__CONSEGNA__: Riscrivi il passo dell'articolo sulla grande distribuzione compreso tra "Se piangessero solo" e "e dell'economia reale.", estremi inclusi, sostituendo "negozietti" con "piccoli esercizi".

__ESTRATTO DEL TESTO__:
· · ·

Redditi in calo, clienti in difficoltà: la recessione colpisce anche la grande distribuzione. Che inventa promozioni di ogni tipo per far quadrare i conti

Se piangessero solo i piccoli, potremmo dire: niente di nuovo sotto il sole. Quando la congiuntura rallenta, i primi a farne le spese sono i negozietti, muoiono come mosche colpiti dal rallentamento dei consumi. E talvolta è persino un buon segno, il sintomo di una ristrutturazione-razionalizzazione. Ma fra i molti segnali che la crisi economica in atto non è una crisetta qualsiasi vi è il fatto che morde anche i punti vendita della grande distribuzione: già da qualche anno è rallentata la dinamica dei ricavi e i profitti si sono assottigliati. Ora piove sul bagnato: al malessere causato dal lungo ristagno dei redditi da lavoro dipendente e dal peso dell'aumento di servizi e tariffe sul paniere della spesa si stanno aggiungendo gli effetti della crisi finanziaria e dell'economia reale.

· · ·

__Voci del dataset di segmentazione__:
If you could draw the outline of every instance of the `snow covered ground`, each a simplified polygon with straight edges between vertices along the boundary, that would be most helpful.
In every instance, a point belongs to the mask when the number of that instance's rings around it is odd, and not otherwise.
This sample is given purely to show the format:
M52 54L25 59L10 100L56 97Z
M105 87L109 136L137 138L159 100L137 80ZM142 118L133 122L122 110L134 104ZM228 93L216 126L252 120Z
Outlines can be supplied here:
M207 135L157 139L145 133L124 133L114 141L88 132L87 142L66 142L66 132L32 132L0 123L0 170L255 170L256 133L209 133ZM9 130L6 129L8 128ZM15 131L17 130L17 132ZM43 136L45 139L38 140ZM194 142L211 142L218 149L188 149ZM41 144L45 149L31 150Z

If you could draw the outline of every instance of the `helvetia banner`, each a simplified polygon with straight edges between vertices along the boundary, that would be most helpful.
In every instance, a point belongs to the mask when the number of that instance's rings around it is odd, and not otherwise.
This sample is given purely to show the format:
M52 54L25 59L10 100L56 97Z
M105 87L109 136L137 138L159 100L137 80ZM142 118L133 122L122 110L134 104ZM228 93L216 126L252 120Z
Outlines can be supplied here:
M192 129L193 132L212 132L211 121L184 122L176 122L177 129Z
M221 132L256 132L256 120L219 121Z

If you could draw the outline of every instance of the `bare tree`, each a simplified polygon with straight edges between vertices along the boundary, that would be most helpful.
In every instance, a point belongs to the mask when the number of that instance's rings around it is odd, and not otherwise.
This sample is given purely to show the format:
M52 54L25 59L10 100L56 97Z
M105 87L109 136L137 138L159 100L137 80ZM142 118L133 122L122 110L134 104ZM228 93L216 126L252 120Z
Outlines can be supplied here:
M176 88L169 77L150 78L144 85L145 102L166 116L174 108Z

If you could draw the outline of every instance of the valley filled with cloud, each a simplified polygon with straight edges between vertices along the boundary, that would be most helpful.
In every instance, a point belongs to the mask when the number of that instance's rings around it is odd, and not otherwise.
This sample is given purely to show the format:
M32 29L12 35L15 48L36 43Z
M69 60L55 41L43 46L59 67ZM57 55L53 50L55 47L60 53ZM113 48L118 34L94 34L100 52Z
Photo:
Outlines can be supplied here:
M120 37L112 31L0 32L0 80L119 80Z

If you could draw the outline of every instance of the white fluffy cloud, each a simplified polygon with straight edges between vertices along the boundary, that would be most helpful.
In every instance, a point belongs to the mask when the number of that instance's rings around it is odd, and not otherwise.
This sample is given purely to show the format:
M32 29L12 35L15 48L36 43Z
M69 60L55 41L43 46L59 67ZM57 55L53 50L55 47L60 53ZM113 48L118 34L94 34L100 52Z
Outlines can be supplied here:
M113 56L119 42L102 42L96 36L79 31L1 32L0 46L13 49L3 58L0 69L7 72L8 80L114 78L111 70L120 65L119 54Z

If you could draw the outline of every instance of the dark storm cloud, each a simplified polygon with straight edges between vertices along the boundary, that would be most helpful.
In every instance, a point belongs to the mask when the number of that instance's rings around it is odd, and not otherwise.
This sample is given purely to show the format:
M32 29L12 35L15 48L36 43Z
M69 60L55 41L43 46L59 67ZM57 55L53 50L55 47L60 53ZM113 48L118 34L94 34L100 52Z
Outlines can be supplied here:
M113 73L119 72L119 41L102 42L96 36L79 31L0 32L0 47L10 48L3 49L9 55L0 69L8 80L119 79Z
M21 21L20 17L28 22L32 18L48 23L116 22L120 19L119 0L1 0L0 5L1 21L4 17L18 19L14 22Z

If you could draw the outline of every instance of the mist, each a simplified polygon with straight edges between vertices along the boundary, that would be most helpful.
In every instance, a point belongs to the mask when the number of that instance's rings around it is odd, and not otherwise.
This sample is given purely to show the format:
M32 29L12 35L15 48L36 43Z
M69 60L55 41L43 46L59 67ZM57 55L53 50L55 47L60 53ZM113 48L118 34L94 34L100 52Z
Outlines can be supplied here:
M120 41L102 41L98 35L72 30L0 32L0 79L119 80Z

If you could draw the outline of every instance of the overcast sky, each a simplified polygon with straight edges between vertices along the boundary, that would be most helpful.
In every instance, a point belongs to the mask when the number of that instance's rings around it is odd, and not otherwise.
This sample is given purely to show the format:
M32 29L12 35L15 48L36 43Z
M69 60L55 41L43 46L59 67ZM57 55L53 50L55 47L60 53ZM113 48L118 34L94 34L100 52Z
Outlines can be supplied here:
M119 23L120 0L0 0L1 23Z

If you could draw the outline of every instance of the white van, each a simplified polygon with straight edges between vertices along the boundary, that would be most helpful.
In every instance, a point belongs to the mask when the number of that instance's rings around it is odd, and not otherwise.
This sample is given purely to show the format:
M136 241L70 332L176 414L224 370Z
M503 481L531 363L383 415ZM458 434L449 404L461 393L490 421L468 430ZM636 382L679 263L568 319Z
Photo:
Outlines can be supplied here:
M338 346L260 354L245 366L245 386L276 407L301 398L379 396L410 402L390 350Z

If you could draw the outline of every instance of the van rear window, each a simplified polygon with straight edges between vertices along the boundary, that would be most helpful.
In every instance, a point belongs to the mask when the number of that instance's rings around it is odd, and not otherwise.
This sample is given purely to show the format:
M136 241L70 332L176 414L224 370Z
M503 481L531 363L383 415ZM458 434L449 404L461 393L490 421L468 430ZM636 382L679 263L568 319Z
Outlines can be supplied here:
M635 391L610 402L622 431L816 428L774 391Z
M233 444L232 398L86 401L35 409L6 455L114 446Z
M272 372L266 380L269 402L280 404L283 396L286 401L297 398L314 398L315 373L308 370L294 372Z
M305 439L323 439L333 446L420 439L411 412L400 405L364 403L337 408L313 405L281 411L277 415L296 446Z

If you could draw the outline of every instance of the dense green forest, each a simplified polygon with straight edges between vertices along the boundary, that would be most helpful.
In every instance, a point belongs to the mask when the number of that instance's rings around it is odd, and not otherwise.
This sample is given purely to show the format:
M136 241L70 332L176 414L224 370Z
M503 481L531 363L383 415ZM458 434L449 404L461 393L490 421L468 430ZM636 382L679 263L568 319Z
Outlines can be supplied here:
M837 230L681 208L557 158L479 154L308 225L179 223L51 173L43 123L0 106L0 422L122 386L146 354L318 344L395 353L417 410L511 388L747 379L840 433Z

· · ·

__RISULTATO__:
Se piangessero solo i piccoli, potremmo dire: niente di nuovo sotto il sole. Quando la congiuntura rallenta, i primi a farne le spese sono i piccoli esercizi, muoiono come mosche colpiti dal rallentamento dei consumi. E talvolta è persino un buon segno, il sintomo di una ristrutturazione-razionalizzazione. Ma fra i molti segnali che la crisi economica in atto non è una crisetta qualsiasi vi è il fatto che morde anche i punti vendita della grande distribuzione: già da qualche anno è rallentata la dinamica dei ricavi e i profitti si sono assottigliati. Ora piove sul bagnato: al malessere causato dal lungo ristagno dei redditi da lavoro dipendente e dal peso dell'aumento di servizi e tariffe sul paniere della spesa si stanno aggiungendo gli effetti della crisi finanziaria e dell'economia reale.